### [DATA FOR THIS TASK]
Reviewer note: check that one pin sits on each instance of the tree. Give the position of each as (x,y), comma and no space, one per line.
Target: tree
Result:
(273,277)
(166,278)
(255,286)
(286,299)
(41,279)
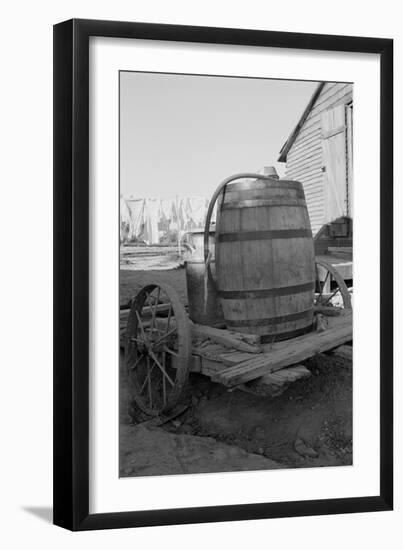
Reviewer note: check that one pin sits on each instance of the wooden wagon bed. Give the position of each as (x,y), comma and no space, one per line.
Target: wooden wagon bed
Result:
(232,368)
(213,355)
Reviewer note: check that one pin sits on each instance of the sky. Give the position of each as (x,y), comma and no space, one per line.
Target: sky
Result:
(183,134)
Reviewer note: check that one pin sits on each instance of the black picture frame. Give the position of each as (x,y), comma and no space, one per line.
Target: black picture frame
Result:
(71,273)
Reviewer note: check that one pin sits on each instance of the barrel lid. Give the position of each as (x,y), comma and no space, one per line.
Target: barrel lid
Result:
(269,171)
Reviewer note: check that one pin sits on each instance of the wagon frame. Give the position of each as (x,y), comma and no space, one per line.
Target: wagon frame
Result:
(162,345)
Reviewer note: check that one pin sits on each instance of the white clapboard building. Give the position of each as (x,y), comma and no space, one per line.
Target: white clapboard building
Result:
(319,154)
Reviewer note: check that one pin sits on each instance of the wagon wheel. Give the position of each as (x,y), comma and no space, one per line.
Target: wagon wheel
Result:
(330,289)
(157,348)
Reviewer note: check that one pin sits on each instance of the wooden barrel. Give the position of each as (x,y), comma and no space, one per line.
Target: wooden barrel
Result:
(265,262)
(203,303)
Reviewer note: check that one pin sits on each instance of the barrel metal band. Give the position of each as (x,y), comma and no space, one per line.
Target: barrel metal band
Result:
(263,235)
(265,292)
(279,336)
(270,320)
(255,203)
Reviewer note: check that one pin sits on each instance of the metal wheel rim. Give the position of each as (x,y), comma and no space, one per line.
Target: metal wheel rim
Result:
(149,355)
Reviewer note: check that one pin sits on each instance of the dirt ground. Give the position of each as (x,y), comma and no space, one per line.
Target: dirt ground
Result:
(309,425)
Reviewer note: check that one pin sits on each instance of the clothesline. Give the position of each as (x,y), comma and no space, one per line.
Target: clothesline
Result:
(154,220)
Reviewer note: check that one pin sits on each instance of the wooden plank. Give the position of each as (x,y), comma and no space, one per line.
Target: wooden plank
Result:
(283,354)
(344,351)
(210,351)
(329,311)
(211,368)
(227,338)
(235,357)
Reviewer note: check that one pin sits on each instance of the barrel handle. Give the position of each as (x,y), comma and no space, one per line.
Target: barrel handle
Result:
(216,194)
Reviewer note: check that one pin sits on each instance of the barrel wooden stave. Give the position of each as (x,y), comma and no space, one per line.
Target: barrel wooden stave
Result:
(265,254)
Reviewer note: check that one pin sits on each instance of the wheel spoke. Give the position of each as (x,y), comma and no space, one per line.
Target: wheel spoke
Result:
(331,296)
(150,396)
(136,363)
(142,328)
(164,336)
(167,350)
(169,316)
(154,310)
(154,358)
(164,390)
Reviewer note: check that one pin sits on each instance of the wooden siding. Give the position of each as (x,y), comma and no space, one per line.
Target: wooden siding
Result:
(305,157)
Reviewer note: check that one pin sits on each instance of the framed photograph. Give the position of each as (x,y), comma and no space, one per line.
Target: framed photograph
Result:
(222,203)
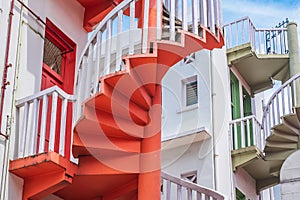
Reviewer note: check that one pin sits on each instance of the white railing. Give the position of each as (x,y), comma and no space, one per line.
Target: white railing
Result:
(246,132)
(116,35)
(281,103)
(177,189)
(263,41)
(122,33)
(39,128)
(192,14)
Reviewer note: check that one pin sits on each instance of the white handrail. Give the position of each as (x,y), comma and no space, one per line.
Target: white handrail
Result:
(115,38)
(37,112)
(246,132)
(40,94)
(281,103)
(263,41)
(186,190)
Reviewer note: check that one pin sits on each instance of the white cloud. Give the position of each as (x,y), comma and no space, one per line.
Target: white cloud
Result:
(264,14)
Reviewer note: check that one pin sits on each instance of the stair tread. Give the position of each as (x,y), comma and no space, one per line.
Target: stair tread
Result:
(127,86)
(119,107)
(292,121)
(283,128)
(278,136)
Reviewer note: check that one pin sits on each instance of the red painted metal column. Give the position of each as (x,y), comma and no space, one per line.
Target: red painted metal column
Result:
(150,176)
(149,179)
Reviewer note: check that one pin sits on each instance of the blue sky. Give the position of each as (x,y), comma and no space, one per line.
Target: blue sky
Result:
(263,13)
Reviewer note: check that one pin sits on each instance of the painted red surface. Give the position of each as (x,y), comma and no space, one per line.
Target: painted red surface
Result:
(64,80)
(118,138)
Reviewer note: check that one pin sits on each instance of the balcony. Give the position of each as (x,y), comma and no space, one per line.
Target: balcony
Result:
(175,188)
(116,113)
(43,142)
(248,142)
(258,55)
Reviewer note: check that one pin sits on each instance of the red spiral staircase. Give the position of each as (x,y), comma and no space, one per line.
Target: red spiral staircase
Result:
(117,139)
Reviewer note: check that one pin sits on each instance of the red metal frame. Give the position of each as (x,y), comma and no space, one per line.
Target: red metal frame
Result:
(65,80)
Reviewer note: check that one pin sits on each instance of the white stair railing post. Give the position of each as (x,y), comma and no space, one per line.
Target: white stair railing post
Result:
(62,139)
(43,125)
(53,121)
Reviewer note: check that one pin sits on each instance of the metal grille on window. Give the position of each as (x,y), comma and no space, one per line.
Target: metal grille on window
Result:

* * *

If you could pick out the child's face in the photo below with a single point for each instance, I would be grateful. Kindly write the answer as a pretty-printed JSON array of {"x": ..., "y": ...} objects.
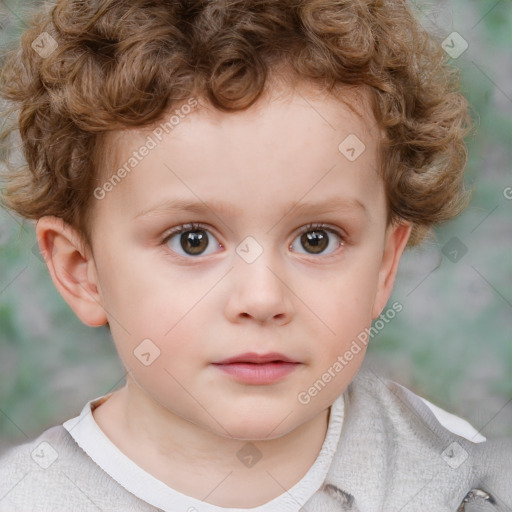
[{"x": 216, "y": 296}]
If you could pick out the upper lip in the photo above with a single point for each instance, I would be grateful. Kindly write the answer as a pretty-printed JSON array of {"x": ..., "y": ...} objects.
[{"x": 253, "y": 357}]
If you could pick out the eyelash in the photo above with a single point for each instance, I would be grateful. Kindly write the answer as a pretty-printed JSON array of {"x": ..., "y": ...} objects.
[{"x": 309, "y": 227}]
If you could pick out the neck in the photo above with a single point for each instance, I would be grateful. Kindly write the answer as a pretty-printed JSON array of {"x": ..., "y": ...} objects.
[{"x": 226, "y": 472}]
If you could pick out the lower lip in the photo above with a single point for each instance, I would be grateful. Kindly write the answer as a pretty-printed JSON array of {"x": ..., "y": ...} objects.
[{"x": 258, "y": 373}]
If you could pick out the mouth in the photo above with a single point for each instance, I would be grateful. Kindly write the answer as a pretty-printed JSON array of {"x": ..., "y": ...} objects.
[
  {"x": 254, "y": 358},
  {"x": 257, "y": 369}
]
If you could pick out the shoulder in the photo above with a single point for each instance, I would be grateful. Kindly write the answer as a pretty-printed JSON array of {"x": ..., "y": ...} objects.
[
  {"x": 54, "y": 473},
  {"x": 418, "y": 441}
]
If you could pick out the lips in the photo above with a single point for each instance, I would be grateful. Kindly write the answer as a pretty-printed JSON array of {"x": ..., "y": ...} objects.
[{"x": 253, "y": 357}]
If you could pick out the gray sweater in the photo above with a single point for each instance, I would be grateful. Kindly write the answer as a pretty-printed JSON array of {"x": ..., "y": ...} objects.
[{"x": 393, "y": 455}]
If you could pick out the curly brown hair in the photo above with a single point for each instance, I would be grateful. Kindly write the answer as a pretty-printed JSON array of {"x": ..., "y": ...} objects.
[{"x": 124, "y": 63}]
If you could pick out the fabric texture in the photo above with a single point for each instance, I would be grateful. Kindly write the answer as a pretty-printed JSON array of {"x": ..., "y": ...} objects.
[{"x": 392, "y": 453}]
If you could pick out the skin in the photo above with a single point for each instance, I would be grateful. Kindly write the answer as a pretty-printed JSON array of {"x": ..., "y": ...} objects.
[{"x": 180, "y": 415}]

---

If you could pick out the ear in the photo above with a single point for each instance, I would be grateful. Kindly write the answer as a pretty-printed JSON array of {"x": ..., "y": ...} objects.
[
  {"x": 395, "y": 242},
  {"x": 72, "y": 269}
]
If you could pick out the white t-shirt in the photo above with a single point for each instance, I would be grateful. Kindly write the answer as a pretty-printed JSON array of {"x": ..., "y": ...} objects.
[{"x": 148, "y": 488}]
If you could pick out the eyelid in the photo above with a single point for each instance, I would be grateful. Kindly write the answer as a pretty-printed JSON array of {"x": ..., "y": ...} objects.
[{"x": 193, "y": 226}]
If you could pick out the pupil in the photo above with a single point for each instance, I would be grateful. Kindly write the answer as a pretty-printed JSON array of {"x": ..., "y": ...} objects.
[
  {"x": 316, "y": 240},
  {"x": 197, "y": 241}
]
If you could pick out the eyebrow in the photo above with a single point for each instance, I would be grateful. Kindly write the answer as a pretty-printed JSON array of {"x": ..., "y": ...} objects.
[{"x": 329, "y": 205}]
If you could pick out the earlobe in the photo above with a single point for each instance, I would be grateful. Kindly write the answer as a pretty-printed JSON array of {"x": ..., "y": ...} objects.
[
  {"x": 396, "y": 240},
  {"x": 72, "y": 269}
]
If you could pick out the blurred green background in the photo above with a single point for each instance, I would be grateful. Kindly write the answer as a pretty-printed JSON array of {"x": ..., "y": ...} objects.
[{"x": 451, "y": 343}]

### [DIRECTION]
Gather every line of the material above that contains the string "handle", and copy each one in full.

### [FINAL RESULT]
Reviewer note: check that one pin sits on each instance of the barrel handle. Give the position of each as (x,y), comma and no space, one per line.
Target: barrel handle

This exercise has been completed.